*SUPPLIED MATERIAL*
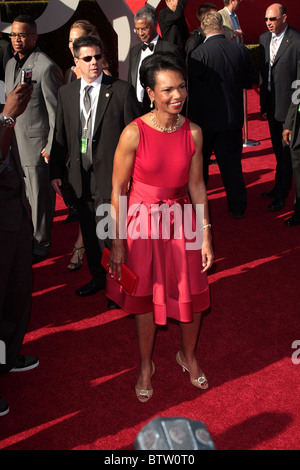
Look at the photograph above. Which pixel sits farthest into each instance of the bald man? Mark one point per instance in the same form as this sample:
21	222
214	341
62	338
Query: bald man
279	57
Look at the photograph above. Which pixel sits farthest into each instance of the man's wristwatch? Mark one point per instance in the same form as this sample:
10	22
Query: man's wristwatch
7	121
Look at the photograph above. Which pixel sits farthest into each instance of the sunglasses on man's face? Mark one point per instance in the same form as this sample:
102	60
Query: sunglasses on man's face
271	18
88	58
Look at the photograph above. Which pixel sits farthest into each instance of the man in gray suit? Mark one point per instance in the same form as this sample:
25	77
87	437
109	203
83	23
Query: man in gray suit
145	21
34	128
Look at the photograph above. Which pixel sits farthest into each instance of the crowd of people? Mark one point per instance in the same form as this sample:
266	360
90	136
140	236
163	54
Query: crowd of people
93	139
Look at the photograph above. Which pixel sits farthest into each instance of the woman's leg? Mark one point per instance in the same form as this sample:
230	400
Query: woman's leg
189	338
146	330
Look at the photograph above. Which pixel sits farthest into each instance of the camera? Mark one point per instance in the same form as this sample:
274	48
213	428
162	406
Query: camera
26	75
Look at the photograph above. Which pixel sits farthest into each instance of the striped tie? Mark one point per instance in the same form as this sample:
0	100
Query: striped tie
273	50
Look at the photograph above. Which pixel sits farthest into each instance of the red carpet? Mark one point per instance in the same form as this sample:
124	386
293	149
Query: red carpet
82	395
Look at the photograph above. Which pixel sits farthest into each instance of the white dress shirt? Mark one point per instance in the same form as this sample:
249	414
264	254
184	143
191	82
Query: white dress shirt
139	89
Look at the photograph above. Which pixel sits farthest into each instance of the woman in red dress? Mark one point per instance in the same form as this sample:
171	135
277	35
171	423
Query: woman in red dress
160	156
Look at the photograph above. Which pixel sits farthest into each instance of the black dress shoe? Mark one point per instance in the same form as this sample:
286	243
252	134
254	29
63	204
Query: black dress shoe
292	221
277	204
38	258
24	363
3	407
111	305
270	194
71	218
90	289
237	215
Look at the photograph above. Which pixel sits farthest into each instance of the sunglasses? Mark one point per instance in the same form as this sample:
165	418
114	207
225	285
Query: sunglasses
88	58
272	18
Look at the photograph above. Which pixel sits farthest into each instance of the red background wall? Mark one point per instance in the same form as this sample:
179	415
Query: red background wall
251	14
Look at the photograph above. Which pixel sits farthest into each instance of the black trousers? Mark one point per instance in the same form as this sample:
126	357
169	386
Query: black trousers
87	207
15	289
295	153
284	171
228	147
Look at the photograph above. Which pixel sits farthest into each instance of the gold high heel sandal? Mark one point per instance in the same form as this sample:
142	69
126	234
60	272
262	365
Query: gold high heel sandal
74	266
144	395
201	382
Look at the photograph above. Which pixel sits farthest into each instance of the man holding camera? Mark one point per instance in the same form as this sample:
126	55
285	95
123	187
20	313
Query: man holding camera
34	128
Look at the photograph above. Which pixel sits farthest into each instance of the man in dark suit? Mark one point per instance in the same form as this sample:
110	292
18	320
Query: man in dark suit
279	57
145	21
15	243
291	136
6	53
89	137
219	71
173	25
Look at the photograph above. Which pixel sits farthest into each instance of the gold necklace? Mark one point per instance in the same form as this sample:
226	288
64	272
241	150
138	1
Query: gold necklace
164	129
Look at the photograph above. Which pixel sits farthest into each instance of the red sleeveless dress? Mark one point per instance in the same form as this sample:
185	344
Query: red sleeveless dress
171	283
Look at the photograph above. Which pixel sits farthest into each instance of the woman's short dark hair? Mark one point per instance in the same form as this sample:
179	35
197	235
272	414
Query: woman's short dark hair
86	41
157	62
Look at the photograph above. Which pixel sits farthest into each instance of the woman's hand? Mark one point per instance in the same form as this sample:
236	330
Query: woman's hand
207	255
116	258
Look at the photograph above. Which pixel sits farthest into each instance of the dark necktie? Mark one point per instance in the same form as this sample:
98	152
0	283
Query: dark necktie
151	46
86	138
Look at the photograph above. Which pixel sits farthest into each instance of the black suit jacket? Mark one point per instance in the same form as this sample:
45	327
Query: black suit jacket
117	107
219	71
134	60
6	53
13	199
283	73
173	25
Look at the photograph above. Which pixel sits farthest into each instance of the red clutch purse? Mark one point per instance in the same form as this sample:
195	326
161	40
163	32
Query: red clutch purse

*ACTIVITY*
Whichever lines of the data include the word "clutch", pull them out.

*ANSWER TO THIS TASK*
Look at the photograph above. Which pixel sits farthest into each instance of the red clutch purse? Mark one point per instance in the same form as this sample:
Query: red clutch purse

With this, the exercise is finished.